The previous release of Cheap Threads (v2.5) introduced a
reference-counting scheme to
reduce the churning of memory associated with the delivery of messages.
Unfortunately that change introduced a memory leak in some circumstances
-- namely,
when the application sends an enqueue rather than a message with any
content. An
enqueue tells the scheduler to enqueue a thread for execution but does
not pass
it any message content, not even zero-length content.
The new scheme makes each thread responsible for deleting the event
associated with
the message, and uses reference counting to avoid deleting the same
event more than
once. The problem was that an enqueue is treated differently. A thread
has no access
to the associated event and cannot delete it. Oops.
The solution is to let the scheduler delete any event associated with an
enqueue.
This fix is confined to a single function, namely
dispatch_event_queue(). Identical
copies of this function appear in the two versions of the scheduler
module: ctsched.c
(for standard Cheap Threads) and ectsched.c (for embedded Cheap
Threads). The new
version of this function is below. (Yahoo's web interface to this
mailing list
suppresses indentation, or (if you look at the HTML source) uglifies it
with HTML tags.
The email version should look okay.)
/****************************************************************
Dispatch all the pending events.
***************************************************************/
static void dispatch_event_queue( void )
{
Ct_event * pE;
while( ev_head != NULL )
{
/* Detach event from queue */
pE = ev_head;
ASSERT( EVENT_MAGIC == pE->magic );
ev_head = ev_head->pNext;
pE->pNext = NULL;
/* Dispatch event according to type */
switch( pE->dispatch_type )
========================================================================
▶ **Requirements**
• A. Rewrite the paragraph of the Cheap Threads post that begins "The new scheme makes each thread" as a short bulleted list, keeping its main facts.
• B. Decide whether each statement agrees with the Cheap Threads post, answering yes or no and quoting the words that settle it:
(i) The memory leak happened when the application sent an enqueue instead of a message with content.
(ii) An enqueue passes zero-length content to the thread.
(iii) The fix changes several functions in the scheduler module.
• C. Resume the Cheap Threads post from the point where it stops.
========================================================================
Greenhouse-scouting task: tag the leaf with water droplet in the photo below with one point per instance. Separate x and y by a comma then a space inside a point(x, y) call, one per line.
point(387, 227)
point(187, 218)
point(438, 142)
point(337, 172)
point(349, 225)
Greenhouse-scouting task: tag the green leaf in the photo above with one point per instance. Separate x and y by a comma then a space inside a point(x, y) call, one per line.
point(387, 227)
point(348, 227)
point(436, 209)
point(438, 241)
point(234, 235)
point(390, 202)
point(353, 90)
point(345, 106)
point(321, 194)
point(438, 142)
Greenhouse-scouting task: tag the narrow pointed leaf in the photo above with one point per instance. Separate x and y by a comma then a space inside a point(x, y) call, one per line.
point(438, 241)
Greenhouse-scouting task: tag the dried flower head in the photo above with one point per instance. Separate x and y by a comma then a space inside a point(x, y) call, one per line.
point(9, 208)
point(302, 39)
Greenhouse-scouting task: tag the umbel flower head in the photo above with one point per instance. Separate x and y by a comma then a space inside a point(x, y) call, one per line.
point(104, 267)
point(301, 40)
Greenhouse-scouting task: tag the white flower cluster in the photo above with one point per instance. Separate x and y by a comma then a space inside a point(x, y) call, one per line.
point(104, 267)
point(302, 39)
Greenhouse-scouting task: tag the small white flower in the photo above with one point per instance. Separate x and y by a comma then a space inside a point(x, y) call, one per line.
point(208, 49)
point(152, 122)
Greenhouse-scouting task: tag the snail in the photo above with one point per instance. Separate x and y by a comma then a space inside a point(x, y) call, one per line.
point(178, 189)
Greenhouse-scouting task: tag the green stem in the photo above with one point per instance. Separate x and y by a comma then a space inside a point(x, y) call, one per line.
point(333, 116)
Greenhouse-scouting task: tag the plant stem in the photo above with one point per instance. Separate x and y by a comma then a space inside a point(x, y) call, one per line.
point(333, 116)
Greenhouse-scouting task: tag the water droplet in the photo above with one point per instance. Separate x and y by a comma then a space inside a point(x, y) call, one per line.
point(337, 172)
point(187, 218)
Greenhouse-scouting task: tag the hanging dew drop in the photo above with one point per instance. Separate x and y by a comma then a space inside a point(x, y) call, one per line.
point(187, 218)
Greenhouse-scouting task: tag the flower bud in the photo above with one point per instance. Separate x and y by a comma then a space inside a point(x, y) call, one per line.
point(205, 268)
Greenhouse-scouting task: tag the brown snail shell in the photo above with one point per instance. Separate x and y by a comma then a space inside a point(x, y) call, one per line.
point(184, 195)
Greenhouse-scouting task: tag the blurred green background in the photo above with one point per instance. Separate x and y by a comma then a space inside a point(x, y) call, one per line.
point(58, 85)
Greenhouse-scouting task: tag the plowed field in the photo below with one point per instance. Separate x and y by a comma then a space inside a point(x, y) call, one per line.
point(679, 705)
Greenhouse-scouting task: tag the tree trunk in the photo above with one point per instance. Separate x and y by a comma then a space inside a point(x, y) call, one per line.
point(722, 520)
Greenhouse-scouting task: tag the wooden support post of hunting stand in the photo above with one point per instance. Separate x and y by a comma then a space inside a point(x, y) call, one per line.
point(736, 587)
========================================================================
▶ **Results of the tasks**
• A.
- Each thread is responsible for deleting the event associated with its message.
- Reference counting prevents the same event from being deleted more than once.
- An enqueue is treated differently: the thread has no access to the associated event, so it cannot delete it.

• B.
(i) Yes: "when the application sends an enqueue rather than a message with any content"
(ii) No: "does not pass it any message content, not even zero-length content"
(iii) No: "This fix is confined to a single function, namely dispatch_event_queue()"

• C.
{
case CT_DISPATCH_ADDRESSEE :
dispatch_addressee( pE );
break;
case CT_DISPATCH_SUBSCRIBER :
ct_dispatch_subscription( pE );
break;
case CT_DISPATCH_ALL :
dispatch_all( pE );
break;
default :
ct_report_error( "dispatch_queue: Illegal event type" );
ct_fatal_error();
break;
}
if( CT_EV_ENQ == pE->ev_type )
{
/* For an enqueue we don't attach the event to any */
/* threads, so we can't rely on the threads to */
/* destruct it. Destruct it now. */
ct_destruct_event( &pE );
}
}
ev_tail = NULL;
/* If the current thread sent an event to itself, we */
/* didn't enqueue it yet. Now that we have enqueued */
/* all other recipients, enqueue the current thread. */
if( self_msg )
{
int saved_priority;
ASSERT( pCurr_thread != NULL );
ASSERT( CT_MAGIC == pCurr_thread->magic );
/* Detach the thread from whatever queue it's on */
pCurr_thread->pPrev->pNext = pCurr_thread->pNext;
pCurr_thread->pNext->pPrev = pCurr_thread->pPrev;
/* Enqueue it at the highest priority */
saved_priority = pCurr_thread->priority;
pCurr_thread->priority = 0;
insert_thread( pCurr_thread );
pCurr_thread->priority = saved_priority;
self_msg = 0;
}
}
The change is in the second part of the while loop, where for enqueues
we call
ct_destruct_event().
I have not yet posted this fix on the website, but I hope to do so later
today.
Scott McKellar mck9@...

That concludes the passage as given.